# [Direction]
Repeat exactly, and only, the lines from the line containing "Point to the orange safety" through the last line of the records below, including both.

= = = = =

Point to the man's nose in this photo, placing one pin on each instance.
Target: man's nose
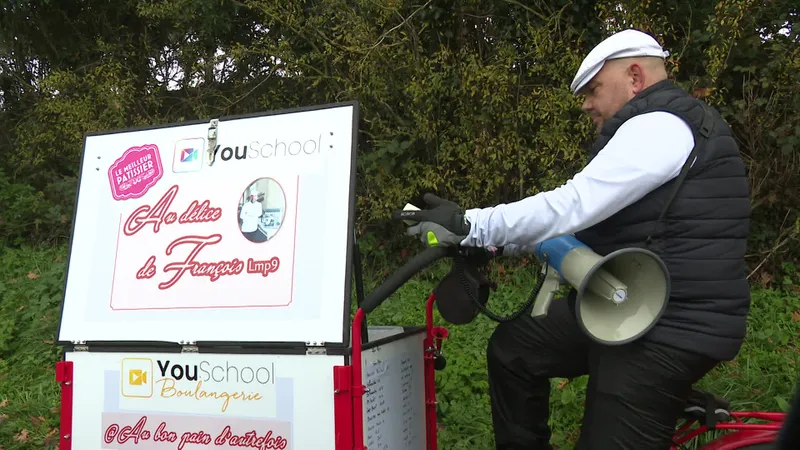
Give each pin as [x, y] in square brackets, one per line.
[586, 106]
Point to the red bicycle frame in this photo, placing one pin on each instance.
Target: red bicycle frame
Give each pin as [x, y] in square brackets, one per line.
[743, 433]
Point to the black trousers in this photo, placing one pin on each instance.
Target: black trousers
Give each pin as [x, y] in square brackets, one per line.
[634, 397]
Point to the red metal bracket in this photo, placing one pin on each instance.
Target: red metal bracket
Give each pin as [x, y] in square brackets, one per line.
[357, 388]
[64, 377]
[432, 346]
[343, 407]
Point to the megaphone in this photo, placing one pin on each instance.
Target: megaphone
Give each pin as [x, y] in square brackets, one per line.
[620, 297]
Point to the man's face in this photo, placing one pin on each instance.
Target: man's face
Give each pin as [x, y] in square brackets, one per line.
[608, 91]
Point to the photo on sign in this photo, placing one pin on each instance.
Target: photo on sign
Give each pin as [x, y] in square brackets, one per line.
[262, 208]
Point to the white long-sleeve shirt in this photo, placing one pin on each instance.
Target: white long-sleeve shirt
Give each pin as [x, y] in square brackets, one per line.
[647, 151]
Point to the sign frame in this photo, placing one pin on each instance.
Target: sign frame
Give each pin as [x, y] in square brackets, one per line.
[351, 272]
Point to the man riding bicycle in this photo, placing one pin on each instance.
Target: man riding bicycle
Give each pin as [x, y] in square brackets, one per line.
[647, 129]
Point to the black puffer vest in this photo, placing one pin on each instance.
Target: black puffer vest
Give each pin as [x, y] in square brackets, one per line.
[702, 237]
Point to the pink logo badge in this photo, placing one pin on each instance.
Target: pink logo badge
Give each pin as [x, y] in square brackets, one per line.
[135, 172]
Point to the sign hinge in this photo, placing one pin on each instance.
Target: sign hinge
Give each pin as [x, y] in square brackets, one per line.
[188, 347]
[212, 140]
[316, 348]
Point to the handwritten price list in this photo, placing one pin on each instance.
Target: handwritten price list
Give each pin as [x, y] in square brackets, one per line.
[392, 417]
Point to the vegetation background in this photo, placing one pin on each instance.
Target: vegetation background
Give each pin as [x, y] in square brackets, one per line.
[466, 98]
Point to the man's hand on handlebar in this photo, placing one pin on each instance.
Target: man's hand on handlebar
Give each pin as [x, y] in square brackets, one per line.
[434, 235]
[445, 220]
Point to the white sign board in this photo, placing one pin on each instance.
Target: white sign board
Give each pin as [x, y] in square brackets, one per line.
[394, 405]
[191, 401]
[252, 248]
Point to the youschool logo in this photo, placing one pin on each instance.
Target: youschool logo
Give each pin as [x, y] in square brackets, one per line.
[271, 149]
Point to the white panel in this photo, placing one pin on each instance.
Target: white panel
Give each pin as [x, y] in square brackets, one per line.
[394, 406]
[159, 252]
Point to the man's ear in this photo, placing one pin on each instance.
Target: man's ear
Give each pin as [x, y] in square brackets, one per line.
[637, 76]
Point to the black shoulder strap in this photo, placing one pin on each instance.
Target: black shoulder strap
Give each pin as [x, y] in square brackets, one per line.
[700, 141]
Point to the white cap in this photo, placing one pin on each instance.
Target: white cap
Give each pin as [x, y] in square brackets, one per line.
[625, 44]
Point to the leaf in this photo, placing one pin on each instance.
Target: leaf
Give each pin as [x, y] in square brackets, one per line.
[38, 420]
[782, 404]
[22, 436]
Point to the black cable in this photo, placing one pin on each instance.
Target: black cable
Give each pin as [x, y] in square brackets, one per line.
[459, 261]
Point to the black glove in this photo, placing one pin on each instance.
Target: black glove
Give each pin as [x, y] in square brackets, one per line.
[443, 212]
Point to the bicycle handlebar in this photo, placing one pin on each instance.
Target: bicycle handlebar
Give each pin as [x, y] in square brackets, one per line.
[397, 279]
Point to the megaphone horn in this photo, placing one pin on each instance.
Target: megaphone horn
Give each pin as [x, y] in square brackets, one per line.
[621, 296]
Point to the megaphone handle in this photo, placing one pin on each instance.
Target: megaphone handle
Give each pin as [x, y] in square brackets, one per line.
[552, 283]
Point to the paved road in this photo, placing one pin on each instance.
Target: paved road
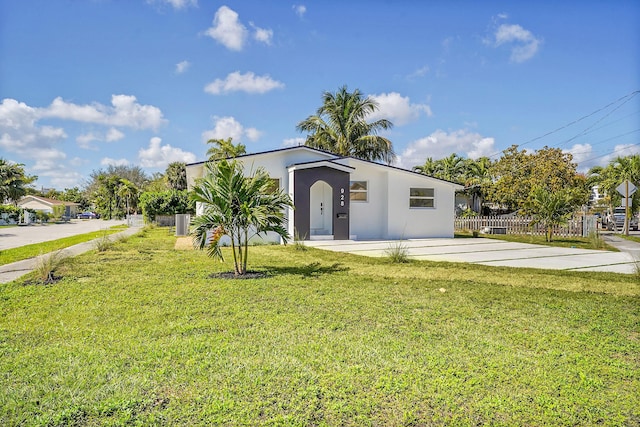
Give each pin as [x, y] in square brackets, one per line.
[13, 271]
[500, 253]
[14, 237]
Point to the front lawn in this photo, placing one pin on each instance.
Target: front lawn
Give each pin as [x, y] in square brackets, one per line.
[141, 335]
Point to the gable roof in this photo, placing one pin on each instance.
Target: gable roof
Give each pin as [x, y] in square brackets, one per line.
[335, 159]
[47, 201]
[277, 150]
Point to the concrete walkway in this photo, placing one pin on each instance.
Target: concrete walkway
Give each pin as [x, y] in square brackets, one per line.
[500, 253]
[13, 271]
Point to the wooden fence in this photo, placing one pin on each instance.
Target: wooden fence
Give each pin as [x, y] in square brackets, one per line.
[575, 227]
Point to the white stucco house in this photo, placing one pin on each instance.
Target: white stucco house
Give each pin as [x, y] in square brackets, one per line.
[344, 198]
[50, 206]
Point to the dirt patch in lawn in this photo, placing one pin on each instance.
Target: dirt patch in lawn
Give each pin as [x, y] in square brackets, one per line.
[183, 244]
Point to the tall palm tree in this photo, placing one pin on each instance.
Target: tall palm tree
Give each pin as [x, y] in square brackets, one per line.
[239, 207]
[13, 181]
[225, 149]
[452, 168]
[340, 126]
[128, 191]
[176, 174]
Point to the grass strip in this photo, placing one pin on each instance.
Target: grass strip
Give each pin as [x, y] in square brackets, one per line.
[141, 334]
[8, 256]
[560, 242]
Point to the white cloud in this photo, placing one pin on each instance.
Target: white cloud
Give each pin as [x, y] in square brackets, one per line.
[262, 35]
[247, 82]
[159, 156]
[420, 72]
[182, 67]
[19, 132]
[113, 134]
[229, 127]
[441, 144]
[227, 29]
[107, 161]
[586, 158]
[125, 111]
[85, 140]
[293, 142]
[524, 45]
[300, 9]
[398, 109]
[176, 4]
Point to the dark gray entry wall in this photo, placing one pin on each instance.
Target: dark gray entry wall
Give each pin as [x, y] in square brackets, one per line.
[338, 180]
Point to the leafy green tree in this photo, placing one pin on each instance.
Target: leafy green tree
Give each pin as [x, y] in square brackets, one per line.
[340, 126]
[13, 181]
[168, 202]
[176, 174]
[77, 196]
[239, 207]
[224, 149]
[517, 173]
[550, 208]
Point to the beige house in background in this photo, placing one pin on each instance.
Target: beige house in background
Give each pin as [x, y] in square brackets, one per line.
[50, 206]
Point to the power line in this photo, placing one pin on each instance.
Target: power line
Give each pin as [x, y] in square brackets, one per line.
[626, 99]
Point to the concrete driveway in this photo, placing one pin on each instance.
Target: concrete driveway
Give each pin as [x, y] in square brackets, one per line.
[496, 252]
[14, 237]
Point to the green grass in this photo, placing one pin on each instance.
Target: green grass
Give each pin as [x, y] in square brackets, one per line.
[8, 256]
[558, 241]
[141, 335]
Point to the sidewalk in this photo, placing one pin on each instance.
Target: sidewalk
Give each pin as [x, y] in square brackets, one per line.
[494, 252]
[15, 270]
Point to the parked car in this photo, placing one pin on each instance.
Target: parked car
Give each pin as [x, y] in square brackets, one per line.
[87, 215]
[616, 220]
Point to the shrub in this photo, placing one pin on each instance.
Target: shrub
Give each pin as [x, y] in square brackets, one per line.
[46, 266]
[398, 252]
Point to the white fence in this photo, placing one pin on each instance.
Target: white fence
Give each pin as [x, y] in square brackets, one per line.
[575, 227]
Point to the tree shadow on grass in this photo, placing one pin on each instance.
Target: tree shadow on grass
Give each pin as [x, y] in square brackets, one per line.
[314, 269]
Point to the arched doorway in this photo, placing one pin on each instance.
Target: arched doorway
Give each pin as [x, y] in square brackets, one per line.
[321, 209]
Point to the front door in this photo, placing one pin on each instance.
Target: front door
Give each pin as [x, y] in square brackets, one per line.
[321, 209]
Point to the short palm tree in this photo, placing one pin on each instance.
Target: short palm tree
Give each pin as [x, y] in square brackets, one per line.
[239, 207]
[340, 126]
[550, 209]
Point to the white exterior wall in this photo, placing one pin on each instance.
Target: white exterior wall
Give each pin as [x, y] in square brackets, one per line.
[37, 205]
[369, 220]
[275, 163]
[413, 223]
[387, 214]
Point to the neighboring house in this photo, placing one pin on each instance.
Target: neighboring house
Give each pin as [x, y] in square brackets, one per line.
[50, 206]
[342, 198]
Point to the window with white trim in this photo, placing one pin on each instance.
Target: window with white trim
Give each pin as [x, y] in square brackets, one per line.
[422, 197]
[358, 191]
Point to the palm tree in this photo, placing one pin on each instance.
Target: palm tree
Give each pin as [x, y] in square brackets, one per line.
[452, 168]
[429, 167]
[550, 208]
[13, 181]
[340, 126]
[128, 191]
[477, 181]
[176, 174]
[224, 149]
[239, 207]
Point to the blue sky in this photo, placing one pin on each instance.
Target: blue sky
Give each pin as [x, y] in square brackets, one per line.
[85, 84]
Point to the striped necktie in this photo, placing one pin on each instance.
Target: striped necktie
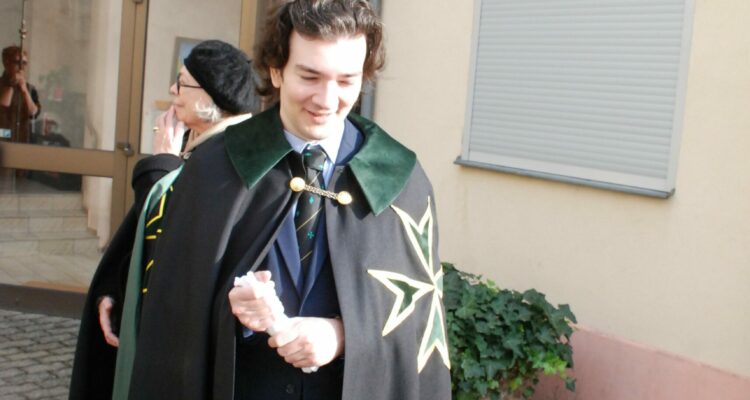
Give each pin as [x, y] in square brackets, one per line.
[309, 205]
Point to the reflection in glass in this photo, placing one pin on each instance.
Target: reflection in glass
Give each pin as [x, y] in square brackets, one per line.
[49, 227]
[72, 51]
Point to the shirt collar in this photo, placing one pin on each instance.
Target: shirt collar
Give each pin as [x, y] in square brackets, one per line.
[330, 144]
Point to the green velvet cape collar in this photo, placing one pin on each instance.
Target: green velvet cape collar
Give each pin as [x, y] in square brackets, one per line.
[382, 166]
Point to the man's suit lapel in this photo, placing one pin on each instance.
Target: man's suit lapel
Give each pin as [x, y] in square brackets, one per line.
[287, 244]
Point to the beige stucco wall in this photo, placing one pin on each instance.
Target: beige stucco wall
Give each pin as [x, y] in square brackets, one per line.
[673, 274]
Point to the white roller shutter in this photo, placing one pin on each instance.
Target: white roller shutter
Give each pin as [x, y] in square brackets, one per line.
[587, 91]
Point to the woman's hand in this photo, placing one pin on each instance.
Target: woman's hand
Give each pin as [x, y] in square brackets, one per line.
[168, 134]
[105, 321]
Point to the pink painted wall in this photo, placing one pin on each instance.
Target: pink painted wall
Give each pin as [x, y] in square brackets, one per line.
[608, 368]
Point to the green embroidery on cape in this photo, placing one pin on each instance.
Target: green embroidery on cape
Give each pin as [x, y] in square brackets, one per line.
[408, 290]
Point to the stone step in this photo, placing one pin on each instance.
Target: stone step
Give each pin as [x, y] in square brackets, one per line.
[43, 221]
[40, 201]
[60, 243]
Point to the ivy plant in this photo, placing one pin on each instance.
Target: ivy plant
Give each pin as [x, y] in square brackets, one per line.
[501, 340]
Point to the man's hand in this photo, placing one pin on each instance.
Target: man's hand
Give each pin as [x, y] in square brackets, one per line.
[168, 133]
[20, 80]
[255, 306]
[310, 341]
[105, 313]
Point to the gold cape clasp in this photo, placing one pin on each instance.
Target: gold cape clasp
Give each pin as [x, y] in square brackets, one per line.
[298, 184]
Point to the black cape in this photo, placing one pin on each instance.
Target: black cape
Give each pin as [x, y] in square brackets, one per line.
[228, 204]
[94, 362]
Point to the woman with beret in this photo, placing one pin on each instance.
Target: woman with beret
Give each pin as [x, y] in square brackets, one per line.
[213, 90]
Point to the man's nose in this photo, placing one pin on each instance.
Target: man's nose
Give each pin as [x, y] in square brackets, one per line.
[327, 96]
[173, 89]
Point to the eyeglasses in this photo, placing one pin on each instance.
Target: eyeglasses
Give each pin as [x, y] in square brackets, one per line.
[181, 85]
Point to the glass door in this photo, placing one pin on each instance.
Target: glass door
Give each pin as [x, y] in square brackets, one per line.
[99, 73]
[60, 167]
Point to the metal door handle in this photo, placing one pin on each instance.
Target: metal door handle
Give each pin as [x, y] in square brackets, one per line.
[126, 149]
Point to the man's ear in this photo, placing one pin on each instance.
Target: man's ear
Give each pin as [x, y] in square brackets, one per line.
[276, 77]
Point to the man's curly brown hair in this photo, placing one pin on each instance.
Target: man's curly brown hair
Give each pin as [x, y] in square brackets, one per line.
[316, 19]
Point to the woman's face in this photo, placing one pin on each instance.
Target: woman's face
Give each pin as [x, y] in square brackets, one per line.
[185, 99]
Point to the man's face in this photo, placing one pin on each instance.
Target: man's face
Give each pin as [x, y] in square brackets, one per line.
[14, 64]
[319, 84]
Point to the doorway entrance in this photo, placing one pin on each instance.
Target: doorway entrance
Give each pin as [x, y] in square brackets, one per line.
[98, 73]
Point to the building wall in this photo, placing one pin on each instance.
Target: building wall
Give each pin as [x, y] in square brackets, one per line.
[670, 274]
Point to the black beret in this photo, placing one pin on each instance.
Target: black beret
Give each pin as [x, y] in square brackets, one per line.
[225, 73]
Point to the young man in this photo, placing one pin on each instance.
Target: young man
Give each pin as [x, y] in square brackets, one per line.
[327, 206]
[19, 101]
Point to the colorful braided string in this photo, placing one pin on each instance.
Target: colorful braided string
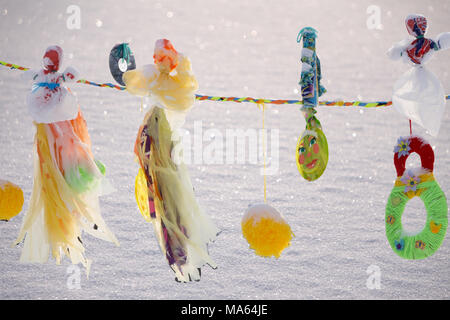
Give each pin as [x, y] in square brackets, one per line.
[199, 97]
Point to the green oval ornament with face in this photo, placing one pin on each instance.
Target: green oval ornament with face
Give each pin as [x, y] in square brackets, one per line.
[312, 153]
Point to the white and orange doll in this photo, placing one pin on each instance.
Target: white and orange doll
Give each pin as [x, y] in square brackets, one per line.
[67, 178]
[163, 187]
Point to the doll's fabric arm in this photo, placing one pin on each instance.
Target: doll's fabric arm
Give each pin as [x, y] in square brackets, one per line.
[70, 75]
[184, 75]
[397, 50]
[30, 75]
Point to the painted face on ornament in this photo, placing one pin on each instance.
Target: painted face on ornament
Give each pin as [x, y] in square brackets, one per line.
[312, 154]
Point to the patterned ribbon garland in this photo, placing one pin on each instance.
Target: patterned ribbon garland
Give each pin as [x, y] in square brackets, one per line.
[242, 99]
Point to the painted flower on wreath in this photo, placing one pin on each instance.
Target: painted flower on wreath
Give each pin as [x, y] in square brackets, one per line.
[410, 180]
[402, 147]
[399, 245]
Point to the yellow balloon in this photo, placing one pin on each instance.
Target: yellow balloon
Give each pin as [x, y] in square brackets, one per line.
[266, 231]
[141, 193]
[11, 200]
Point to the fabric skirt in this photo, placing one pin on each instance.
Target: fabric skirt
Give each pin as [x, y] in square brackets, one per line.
[64, 202]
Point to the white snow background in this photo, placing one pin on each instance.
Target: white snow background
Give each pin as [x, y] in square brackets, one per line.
[237, 48]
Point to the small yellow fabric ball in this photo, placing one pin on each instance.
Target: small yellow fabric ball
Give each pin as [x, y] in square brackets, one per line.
[266, 230]
[11, 200]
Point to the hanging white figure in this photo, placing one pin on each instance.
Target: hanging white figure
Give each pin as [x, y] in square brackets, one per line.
[418, 94]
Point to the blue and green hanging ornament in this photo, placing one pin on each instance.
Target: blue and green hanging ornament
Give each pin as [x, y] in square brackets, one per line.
[312, 146]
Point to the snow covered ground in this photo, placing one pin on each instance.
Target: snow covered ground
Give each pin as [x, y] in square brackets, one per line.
[237, 48]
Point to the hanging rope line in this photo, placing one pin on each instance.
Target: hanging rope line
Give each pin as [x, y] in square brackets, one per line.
[199, 97]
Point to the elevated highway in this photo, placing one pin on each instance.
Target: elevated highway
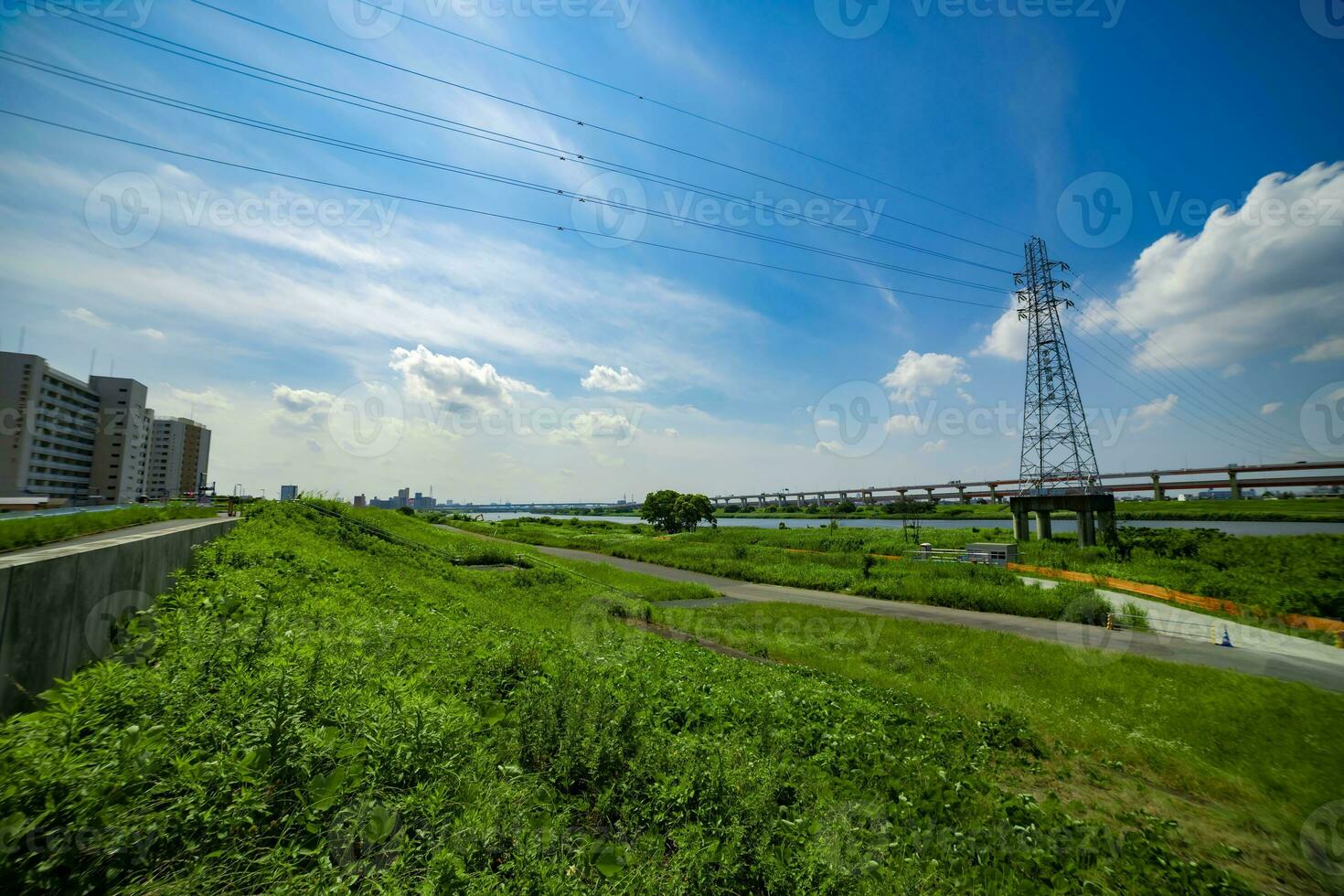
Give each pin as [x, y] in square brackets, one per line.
[1156, 483]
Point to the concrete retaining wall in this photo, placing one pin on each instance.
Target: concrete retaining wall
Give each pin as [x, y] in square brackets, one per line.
[59, 603]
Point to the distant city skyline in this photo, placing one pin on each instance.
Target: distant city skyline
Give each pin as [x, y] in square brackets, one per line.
[349, 337]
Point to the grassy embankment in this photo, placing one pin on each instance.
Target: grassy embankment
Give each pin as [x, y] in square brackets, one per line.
[26, 532]
[1265, 574]
[1250, 511]
[315, 709]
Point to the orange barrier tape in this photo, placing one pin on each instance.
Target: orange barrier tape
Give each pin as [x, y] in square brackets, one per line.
[1171, 595]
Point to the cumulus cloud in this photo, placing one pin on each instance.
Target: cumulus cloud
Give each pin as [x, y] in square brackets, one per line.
[85, 316]
[1261, 277]
[589, 426]
[1331, 349]
[1151, 414]
[920, 374]
[303, 407]
[456, 383]
[208, 398]
[605, 379]
[1007, 337]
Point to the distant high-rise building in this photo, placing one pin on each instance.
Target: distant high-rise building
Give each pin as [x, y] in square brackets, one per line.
[179, 458]
[91, 443]
[122, 449]
[50, 425]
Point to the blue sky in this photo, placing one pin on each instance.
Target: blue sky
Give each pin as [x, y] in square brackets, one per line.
[663, 368]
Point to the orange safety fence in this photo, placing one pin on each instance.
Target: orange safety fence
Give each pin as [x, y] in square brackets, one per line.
[1171, 595]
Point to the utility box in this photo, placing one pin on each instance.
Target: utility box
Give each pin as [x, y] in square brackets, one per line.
[997, 555]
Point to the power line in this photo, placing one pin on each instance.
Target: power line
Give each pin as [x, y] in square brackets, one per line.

= = = = =

# [Solved problem]
Point to the orange safety fence in this photo, placing one pin on each instance.
Target: orange safety fence
Give each pin as [x, y] in square brackets, one per line.
[1171, 595]
Point to the utility box in this photo, placing one pin on each instance.
Target: utility box
Give each pin as [x, y] in square brackets, one per line.
[997, 555]
Point to the power line in this photo, placing one pin on each instance.
Target: power line
Give each pin as [x, y] in square brackets, one per line.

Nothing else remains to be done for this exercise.